Action item.
Could you please write out each line of the records exactly, minus the pictures?
- - - -
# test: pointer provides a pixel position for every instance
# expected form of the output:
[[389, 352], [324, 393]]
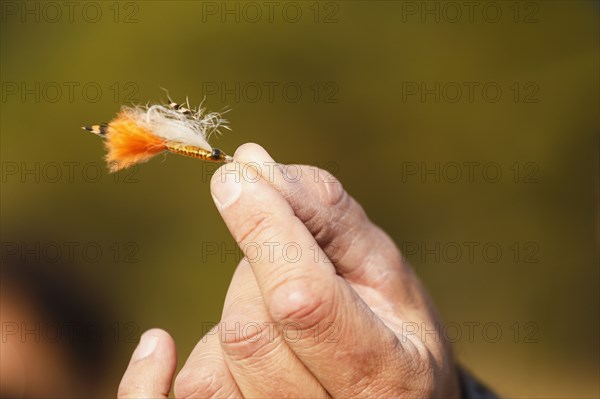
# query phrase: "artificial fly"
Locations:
[[138, 133]]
- - - -
Exercise answer.
# test: pointer provides a pixel position for every instance
# expected form of the output:
[[389, 352], [324, 393]]
# query phrase: "artificial fly"
Locations:
[[138, 133]]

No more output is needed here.